start Supplied data

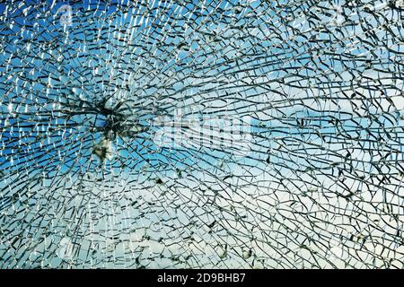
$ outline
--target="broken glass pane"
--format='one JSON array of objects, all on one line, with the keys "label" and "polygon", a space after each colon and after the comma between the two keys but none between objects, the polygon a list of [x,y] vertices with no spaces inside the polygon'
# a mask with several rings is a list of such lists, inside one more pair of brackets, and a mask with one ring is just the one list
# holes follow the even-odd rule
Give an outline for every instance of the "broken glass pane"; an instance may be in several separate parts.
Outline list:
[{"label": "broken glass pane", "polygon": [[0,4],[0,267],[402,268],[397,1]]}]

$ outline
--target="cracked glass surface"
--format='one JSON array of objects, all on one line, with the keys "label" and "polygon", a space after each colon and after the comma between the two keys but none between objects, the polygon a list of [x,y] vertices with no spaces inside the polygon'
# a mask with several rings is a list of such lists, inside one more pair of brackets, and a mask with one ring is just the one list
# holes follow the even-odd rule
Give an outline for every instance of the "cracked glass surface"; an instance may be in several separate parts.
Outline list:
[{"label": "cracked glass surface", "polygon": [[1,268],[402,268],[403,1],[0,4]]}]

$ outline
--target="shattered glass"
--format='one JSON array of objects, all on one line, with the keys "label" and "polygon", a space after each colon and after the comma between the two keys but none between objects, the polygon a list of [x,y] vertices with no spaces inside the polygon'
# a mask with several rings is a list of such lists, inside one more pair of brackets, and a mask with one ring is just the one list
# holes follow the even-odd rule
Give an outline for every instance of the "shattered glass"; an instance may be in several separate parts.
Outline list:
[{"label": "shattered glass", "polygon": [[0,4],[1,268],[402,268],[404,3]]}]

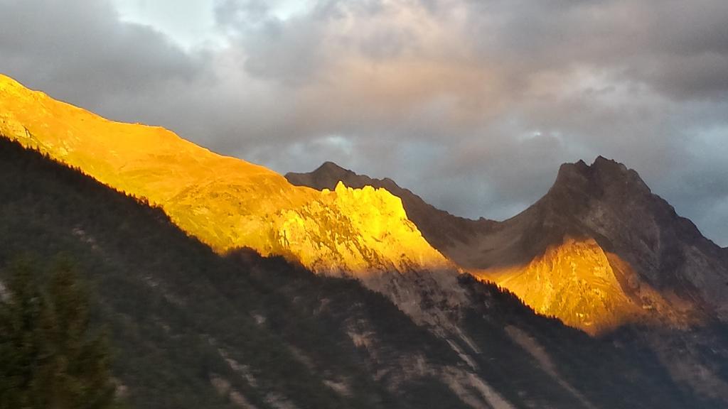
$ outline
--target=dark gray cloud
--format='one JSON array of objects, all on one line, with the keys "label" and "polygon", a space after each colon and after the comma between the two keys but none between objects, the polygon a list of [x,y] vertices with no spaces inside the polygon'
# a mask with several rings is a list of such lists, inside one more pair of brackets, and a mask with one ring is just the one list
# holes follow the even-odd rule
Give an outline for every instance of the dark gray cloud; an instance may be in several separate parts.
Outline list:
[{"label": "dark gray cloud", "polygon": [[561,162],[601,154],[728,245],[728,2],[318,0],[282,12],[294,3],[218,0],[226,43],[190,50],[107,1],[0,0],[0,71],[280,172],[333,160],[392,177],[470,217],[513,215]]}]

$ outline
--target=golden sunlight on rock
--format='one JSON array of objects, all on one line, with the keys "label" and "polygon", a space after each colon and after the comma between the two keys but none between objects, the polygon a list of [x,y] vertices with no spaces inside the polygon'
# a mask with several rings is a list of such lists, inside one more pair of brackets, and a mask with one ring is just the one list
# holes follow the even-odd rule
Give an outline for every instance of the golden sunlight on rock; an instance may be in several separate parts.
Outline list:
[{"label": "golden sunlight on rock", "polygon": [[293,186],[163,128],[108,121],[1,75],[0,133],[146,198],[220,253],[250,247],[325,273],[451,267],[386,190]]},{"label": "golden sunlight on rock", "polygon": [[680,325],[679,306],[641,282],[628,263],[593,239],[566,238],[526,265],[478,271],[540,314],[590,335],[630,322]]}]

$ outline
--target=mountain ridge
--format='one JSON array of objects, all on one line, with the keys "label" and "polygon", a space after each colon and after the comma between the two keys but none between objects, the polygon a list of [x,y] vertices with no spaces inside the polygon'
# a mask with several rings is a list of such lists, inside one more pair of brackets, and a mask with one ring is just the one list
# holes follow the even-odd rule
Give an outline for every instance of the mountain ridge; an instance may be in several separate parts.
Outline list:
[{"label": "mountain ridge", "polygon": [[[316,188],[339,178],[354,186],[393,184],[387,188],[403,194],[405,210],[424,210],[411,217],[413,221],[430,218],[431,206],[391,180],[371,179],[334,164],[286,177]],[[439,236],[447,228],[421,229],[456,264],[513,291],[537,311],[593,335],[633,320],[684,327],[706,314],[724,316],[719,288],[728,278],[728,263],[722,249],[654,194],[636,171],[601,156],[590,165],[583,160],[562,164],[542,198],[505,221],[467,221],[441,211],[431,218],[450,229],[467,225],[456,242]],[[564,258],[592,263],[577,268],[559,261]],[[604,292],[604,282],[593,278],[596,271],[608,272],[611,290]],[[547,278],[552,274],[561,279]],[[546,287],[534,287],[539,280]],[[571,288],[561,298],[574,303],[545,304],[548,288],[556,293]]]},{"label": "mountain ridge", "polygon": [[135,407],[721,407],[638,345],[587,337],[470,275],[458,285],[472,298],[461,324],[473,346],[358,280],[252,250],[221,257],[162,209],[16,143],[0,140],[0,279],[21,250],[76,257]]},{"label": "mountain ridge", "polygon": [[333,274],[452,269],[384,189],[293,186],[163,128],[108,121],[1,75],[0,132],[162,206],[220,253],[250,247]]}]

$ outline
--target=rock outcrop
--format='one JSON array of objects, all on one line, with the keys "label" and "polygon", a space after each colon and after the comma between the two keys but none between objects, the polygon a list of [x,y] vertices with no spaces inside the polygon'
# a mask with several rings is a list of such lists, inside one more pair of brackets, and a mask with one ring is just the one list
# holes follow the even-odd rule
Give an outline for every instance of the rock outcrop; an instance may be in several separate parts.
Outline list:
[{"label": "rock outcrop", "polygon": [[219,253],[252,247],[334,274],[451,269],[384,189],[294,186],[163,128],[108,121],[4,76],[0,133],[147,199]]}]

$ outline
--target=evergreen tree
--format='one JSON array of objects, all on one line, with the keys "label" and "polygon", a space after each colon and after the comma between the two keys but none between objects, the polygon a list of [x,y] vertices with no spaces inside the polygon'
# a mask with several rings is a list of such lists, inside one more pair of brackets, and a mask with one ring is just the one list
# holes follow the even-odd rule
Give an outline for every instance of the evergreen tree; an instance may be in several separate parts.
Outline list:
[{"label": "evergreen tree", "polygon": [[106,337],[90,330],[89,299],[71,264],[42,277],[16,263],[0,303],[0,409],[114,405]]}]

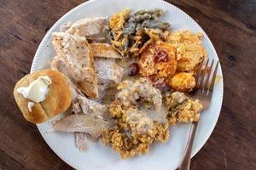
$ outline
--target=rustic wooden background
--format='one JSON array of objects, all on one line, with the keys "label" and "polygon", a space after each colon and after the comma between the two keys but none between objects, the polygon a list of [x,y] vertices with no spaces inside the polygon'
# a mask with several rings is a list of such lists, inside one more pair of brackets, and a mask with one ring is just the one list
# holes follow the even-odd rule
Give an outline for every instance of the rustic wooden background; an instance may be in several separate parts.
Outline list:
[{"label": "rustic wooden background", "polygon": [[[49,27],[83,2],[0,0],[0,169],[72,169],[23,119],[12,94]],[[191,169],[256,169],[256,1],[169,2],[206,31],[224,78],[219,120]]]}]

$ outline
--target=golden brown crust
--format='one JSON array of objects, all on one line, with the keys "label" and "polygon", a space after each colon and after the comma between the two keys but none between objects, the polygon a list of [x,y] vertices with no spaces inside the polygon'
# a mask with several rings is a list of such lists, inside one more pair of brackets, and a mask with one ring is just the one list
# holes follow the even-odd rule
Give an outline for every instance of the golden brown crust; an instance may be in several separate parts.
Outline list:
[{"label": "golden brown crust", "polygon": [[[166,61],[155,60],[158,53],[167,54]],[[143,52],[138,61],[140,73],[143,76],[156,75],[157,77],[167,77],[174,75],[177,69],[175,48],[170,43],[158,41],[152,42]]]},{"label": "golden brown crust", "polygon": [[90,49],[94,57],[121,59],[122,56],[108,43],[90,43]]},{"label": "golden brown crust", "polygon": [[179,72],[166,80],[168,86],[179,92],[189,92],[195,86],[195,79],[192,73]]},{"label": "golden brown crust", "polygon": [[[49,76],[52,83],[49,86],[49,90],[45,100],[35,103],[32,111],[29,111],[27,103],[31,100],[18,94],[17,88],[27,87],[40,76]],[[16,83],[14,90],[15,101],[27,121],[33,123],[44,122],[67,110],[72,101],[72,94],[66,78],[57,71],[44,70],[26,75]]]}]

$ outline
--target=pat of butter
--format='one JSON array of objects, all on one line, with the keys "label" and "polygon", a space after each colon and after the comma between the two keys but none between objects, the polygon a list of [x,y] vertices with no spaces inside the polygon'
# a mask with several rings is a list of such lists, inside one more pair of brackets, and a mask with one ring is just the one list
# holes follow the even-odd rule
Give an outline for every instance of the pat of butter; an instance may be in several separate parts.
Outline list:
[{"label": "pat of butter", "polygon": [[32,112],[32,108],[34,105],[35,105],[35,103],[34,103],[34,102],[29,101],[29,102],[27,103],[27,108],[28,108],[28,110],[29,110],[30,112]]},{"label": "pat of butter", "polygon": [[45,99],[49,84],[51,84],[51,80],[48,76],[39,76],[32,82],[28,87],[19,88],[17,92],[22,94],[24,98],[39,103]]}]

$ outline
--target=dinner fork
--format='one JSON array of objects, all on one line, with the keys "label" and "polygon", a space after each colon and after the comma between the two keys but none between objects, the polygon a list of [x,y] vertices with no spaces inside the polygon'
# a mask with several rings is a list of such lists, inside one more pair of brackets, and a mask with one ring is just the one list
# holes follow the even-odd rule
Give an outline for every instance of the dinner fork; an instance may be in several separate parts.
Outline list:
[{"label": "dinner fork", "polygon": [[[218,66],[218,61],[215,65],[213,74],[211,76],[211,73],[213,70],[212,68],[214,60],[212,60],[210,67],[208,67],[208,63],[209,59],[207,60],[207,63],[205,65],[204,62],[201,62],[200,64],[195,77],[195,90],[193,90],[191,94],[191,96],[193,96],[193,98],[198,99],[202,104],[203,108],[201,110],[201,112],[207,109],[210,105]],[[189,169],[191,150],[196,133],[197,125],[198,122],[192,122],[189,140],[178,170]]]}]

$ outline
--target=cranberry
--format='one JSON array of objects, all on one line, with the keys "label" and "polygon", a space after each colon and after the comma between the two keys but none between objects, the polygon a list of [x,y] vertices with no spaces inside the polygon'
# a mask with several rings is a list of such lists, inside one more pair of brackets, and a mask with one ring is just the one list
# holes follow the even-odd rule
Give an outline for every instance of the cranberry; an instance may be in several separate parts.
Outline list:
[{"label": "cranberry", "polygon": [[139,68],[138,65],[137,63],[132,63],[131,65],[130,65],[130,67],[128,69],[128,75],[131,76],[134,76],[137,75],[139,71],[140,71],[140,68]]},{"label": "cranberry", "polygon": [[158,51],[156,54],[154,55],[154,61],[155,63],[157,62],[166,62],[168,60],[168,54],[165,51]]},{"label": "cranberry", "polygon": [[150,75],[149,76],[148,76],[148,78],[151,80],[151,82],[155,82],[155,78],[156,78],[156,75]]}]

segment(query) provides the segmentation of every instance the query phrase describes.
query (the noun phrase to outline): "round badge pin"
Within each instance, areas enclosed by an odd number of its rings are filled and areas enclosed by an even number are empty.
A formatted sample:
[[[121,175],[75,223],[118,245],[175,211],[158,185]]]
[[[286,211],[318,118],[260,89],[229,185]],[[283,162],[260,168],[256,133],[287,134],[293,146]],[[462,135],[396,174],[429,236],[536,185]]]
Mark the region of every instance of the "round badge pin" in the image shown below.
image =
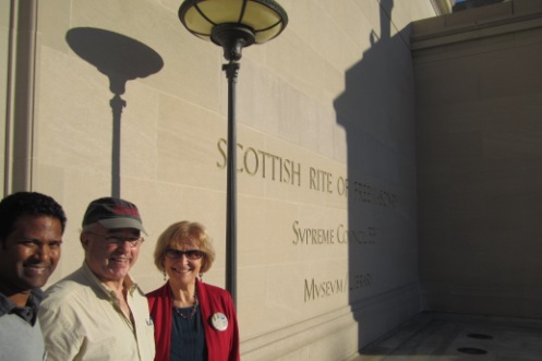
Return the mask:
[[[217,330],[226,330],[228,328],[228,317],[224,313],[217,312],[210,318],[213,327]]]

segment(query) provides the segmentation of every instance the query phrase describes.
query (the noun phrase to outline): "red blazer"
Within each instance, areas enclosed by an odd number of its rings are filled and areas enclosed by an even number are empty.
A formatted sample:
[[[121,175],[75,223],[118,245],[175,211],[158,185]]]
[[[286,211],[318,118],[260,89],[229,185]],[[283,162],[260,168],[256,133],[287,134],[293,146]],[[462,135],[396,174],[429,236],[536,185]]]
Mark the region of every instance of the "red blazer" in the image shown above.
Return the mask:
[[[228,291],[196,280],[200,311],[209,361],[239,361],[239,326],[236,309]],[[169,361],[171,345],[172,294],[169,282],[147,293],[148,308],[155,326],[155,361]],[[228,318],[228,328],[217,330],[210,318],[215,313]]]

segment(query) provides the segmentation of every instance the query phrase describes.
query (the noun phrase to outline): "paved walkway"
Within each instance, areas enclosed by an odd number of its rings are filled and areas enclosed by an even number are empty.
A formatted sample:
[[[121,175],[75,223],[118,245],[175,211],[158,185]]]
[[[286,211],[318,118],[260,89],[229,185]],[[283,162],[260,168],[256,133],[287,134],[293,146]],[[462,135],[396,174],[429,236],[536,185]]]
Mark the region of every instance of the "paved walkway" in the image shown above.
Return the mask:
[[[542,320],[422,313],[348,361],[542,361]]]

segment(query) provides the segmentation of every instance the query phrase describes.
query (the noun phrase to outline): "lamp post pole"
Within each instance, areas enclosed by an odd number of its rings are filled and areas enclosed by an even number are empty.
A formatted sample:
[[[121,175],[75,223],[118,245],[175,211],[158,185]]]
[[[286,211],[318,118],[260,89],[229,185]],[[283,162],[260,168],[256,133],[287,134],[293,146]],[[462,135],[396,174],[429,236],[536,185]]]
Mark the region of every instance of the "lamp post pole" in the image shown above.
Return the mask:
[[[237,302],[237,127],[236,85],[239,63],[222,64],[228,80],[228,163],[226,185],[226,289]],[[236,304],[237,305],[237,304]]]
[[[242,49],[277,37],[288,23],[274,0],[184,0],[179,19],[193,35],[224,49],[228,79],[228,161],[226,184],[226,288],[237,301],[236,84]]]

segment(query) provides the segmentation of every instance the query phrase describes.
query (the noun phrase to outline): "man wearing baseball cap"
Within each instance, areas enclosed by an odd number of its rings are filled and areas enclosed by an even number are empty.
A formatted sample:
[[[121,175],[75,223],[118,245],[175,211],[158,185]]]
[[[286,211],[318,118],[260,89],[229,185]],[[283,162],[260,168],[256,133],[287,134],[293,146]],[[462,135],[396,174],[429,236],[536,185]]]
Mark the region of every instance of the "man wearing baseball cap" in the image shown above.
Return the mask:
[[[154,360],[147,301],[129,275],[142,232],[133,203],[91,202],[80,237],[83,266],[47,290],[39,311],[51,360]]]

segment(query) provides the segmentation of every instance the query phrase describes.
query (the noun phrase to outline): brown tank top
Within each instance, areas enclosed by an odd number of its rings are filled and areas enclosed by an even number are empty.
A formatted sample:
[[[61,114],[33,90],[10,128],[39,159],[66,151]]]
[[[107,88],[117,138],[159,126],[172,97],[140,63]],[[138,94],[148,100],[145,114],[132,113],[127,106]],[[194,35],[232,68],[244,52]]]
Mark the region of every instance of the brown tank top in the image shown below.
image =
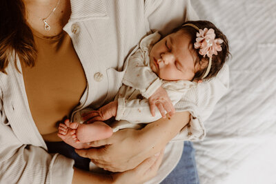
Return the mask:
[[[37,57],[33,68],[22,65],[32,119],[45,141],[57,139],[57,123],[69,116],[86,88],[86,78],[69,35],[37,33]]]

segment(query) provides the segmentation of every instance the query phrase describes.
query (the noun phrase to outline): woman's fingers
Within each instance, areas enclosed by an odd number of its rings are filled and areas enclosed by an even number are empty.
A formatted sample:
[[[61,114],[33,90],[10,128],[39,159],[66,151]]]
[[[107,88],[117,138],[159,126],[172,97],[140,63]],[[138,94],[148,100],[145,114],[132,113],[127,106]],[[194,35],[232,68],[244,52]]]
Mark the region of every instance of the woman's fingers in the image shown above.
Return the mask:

end Supplied data

Extract every line of the items above that contains the string "baseball", and reproduce each one unchanged.

query (the noun phrase to outline): "man wearing baseball cap"
Mark the region of every instance of the "man wearing baseball cap" in the image shown above.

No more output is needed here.